DATASET:
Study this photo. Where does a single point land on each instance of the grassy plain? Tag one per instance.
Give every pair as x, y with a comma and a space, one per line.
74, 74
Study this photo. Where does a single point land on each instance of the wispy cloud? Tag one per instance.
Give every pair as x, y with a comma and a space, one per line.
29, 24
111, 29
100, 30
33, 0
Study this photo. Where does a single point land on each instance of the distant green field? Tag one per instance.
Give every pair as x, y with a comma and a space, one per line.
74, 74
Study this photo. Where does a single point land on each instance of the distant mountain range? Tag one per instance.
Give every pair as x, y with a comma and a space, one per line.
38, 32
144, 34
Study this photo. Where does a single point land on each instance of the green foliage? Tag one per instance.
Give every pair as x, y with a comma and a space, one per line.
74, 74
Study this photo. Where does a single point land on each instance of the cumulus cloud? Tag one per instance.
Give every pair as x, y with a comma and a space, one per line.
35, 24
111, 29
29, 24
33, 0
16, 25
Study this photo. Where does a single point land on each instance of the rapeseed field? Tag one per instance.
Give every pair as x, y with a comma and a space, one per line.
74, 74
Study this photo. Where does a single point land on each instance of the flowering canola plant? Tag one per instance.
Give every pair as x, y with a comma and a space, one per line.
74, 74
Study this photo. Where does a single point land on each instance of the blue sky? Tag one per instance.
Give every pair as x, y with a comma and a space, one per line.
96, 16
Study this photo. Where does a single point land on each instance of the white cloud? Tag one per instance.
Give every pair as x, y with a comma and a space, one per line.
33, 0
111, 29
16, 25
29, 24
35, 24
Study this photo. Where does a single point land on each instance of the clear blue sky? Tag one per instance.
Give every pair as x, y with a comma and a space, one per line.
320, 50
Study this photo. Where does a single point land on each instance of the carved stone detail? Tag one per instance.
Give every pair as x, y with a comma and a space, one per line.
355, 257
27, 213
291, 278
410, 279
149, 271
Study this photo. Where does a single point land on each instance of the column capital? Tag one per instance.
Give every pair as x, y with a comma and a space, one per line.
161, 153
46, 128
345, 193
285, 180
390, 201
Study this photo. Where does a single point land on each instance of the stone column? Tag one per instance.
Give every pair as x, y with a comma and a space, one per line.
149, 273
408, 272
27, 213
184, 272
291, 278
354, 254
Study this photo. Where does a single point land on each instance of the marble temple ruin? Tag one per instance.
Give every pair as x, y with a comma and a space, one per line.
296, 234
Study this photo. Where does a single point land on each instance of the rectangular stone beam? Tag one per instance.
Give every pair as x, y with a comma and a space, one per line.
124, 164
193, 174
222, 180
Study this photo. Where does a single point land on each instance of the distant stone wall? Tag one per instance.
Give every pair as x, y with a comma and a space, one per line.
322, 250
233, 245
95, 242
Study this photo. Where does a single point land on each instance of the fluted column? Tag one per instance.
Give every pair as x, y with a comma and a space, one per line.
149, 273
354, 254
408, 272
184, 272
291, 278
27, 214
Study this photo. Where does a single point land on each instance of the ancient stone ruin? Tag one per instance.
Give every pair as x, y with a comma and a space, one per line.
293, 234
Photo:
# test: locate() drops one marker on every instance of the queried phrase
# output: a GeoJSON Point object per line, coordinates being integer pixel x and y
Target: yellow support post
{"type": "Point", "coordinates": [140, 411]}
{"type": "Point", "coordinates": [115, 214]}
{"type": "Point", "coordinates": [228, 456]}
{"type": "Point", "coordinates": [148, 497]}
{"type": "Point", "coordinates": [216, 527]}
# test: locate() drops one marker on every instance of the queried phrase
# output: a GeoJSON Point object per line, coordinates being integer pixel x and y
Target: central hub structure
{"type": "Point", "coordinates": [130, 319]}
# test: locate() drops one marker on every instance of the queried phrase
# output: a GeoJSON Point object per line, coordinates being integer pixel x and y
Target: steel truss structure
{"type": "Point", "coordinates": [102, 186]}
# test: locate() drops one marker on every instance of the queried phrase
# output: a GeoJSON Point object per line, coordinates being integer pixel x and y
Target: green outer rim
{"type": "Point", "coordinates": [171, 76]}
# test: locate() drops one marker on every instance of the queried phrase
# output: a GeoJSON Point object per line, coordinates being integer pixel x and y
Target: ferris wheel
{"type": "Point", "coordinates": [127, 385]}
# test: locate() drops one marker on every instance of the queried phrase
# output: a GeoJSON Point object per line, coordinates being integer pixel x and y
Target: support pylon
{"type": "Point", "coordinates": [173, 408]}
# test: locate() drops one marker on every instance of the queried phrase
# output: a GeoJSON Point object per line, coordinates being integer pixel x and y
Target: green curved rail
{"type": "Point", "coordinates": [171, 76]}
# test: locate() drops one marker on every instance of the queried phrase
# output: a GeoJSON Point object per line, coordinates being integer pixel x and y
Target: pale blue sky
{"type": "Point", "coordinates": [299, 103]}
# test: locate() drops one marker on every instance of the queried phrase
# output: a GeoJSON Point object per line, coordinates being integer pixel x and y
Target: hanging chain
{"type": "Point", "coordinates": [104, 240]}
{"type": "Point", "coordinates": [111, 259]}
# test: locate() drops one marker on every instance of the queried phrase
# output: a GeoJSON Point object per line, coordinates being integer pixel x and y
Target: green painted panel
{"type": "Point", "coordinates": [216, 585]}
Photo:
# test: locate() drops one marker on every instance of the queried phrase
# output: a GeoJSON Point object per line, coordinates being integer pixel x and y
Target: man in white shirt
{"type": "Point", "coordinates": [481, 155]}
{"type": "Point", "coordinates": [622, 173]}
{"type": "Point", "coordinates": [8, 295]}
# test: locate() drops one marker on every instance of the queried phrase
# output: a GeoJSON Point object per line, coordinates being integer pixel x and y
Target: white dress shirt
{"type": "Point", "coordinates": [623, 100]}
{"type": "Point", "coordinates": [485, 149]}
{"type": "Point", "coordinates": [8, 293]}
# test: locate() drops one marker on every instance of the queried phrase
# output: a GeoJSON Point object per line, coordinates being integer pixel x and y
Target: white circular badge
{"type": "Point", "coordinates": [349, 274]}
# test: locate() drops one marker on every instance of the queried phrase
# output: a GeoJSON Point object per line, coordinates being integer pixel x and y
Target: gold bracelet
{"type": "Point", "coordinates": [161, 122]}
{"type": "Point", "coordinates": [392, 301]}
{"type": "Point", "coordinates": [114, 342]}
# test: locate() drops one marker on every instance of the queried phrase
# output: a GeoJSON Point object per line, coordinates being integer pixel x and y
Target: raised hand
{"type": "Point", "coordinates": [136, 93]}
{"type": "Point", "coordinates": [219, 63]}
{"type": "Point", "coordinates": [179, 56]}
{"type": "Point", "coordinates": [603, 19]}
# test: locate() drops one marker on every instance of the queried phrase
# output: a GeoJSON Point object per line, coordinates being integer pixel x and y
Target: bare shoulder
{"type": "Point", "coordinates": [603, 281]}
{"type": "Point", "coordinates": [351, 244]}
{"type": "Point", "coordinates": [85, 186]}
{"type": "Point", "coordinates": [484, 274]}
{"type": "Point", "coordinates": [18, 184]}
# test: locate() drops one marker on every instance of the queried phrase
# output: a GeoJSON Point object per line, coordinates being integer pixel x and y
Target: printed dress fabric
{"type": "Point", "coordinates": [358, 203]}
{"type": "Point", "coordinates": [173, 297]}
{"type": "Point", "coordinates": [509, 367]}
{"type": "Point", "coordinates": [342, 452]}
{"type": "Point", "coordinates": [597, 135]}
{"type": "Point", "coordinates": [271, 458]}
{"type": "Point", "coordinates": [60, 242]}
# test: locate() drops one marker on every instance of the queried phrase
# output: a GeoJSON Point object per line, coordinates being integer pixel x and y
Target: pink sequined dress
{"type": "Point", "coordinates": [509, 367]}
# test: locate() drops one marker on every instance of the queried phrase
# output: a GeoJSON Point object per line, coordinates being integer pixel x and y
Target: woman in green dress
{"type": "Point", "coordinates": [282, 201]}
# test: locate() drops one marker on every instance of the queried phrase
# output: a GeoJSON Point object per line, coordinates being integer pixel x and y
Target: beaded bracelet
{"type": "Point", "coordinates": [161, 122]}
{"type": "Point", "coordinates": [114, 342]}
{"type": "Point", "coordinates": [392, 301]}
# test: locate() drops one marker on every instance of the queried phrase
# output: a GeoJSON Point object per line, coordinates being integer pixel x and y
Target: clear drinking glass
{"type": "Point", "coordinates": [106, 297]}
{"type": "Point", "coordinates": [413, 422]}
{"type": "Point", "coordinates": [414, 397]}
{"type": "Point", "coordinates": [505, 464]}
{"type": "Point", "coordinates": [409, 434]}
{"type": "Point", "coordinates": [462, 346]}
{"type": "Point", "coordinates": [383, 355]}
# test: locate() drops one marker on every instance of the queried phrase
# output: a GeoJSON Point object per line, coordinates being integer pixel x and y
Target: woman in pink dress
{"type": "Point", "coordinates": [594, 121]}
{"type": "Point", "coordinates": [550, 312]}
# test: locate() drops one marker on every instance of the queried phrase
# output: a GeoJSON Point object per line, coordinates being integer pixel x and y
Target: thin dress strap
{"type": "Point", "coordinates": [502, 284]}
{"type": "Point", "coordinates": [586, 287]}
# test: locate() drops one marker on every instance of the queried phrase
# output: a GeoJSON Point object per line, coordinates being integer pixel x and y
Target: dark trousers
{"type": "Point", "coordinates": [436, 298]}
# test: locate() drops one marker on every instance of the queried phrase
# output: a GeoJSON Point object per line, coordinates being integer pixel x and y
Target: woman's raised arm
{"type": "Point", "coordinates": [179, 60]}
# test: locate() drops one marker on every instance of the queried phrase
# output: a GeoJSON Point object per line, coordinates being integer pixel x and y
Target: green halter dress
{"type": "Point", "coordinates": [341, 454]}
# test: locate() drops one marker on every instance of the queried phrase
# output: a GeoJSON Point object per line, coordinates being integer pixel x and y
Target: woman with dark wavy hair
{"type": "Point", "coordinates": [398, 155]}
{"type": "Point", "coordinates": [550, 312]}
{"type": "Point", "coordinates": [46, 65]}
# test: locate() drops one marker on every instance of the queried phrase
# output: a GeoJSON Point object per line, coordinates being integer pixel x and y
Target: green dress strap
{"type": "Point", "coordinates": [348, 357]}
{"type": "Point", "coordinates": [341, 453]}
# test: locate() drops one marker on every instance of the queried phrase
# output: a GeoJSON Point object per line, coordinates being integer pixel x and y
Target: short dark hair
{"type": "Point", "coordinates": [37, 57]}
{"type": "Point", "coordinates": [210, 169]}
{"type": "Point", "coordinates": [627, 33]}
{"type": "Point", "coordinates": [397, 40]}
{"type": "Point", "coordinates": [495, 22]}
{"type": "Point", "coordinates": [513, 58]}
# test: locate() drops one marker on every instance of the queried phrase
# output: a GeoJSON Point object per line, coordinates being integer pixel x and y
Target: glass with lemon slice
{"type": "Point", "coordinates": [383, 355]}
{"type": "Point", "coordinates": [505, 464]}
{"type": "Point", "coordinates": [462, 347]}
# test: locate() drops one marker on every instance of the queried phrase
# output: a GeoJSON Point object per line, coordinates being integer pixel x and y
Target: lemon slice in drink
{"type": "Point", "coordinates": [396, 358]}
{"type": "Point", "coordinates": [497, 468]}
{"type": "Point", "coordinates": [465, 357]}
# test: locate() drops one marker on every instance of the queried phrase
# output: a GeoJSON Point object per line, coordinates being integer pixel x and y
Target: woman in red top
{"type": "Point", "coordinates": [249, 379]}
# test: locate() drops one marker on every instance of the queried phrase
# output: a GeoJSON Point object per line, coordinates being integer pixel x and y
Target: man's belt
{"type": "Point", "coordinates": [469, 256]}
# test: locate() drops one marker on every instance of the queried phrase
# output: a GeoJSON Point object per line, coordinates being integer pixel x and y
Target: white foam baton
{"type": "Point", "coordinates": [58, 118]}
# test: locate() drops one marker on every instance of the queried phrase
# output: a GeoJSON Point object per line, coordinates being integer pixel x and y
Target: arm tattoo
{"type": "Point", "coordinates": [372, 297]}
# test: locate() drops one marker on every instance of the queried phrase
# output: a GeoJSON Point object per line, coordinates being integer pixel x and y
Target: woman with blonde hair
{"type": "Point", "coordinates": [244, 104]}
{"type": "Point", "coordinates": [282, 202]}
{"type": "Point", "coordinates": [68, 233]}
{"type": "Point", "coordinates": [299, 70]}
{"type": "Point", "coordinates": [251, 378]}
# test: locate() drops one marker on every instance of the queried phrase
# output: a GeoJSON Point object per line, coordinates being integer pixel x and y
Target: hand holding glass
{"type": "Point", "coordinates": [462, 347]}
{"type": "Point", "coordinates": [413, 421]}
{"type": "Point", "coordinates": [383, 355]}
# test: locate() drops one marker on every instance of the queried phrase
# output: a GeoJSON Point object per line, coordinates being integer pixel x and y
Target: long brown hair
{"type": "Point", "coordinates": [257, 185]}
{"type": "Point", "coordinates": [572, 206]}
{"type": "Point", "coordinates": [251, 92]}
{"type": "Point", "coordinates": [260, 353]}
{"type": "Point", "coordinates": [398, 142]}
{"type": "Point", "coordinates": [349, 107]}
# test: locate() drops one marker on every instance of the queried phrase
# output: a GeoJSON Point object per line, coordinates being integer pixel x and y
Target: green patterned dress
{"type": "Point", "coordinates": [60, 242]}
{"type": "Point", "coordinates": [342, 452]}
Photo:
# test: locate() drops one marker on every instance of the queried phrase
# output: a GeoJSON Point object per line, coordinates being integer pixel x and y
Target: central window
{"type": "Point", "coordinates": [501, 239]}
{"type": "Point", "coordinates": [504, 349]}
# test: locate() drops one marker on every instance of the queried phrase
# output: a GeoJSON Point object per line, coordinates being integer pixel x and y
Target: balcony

WHAT THIS TASK INVOLVES: Count the lines in the records above that contain the string "shirt", treating case as significant, and give only the number.

ANSWER: 2